* **YOUR GOAL**:
Transcribe exactly the lines from the one holding "clock pole in the photo above." to the end of the data below, including both of those lines and no others.

* **EXTRACTED INFORMATION**:
—————

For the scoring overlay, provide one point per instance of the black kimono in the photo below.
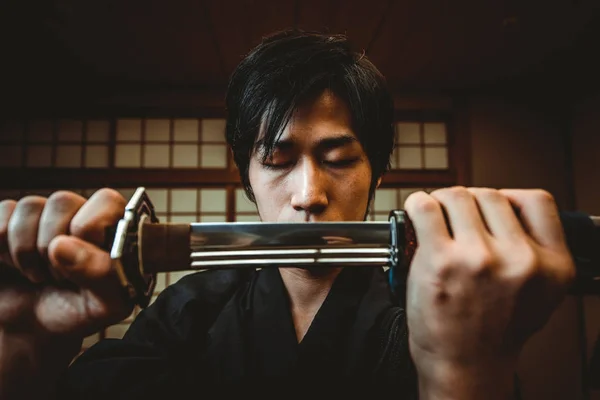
(225, 330)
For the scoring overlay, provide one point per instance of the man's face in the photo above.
(318, 170)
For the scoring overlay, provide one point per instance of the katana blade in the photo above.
(253, 235)
(142, 247)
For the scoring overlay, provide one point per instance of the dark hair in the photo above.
(289, 67)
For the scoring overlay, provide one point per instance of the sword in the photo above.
(141, 246)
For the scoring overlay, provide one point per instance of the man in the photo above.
(310, 126)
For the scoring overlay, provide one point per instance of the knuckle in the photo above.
(63, 199)
(110, 196)
(420, 202)
(480, 261)
(453, 193)
(31, 202)
(542, 197)
(488, 195)
(525, 262)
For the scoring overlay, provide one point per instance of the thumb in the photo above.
(90, 269)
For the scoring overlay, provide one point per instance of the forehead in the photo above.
(322, 116)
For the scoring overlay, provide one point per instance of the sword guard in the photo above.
(403, 243)
(125, 251)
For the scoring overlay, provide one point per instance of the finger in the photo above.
(85, 265)
(55, 220)
(22, 237)
(7, 208)
(463, 213)
(498, 214)
(102, 298)
(539, 215)
(428, 220)
(104, 209)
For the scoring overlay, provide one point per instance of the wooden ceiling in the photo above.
(75, 48)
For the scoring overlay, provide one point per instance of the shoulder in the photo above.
(187, 307)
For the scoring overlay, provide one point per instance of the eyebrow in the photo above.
(328, 143)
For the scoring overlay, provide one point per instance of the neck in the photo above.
(307, 290)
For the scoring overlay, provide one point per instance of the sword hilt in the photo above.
(141, 247)
(126, 249)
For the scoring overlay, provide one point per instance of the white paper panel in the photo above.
(186, 130)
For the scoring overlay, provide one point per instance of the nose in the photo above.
(309, 189)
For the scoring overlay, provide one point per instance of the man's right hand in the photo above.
(57, 285)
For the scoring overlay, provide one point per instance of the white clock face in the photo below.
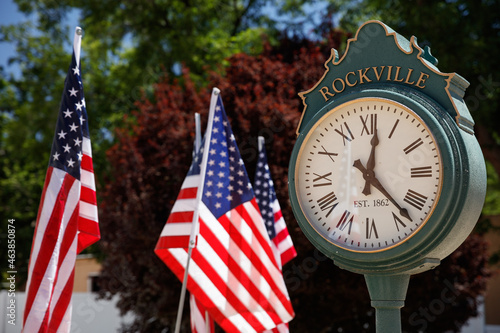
(368, 175)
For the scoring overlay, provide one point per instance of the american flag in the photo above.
(270, 209)
(233, 272)
(67, 216)
(199, 318)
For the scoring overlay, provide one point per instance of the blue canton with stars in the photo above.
(71, 125)
(264, 192)
(226, 181)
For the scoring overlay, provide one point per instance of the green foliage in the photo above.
(259, 95)
(127, 47)
(492, 203)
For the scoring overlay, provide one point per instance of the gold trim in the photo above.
(346, 104)
(448, 77)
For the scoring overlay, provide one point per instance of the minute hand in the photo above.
(402, 211)
(371, 179)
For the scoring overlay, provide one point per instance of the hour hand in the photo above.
(372, 180)
(370, 165)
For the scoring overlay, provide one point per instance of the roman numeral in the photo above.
(344, 222)
(393, 128)
(415, 199)
(327, 153)
(371, 230)
(414, 145)
(322, 180)
(398, 221)
(329, 201)
(345, 137)
(372, 124)
(421, 172)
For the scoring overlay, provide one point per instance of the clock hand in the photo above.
(370, 165)
(371, 179)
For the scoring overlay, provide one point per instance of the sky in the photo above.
(9, 14)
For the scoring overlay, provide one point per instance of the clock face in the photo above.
(368, 175)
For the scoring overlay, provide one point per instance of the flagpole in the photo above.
(197, 138)
(197, 144)
(261, 141)
(194, 228)
(77, 44)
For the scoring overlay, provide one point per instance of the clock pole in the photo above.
(387, 294)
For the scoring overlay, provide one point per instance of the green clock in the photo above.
(386, 176)
(368, 175)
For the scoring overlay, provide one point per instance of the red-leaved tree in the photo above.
(149, 163)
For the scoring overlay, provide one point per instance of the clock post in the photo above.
(386, 176)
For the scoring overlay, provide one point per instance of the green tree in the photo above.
(260, 98)
(127, 47)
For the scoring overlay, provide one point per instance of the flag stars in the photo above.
(72, 92)
(73, 127)
(79, 106)
(62, 135)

—————

* **ANSWER TO THIS PROBLEM**:
For the scoring overlay, provide one point per instance of the clock pole in the photo above.
(387, 294)
For the scoring overlay, provide one point per instance of the green clock in the photo above.
(386, 176)
(368, 175)
For the scoring overlay, provide one point per instance of the red-leaved tree in the photo above.
(149, 163)
For the scoring overlay, provide one point per instance of the clock post in the photo above.
(386, 176)
For the scoring overlay, provide one point per instance of the green tree in the photo above.
(260, 98)
(127, 47)
For the scoring overlay, provide one point per instance of the flag stars in the photo above.
(72, 92)
(73, 127)
(79, 106)
(62, 135)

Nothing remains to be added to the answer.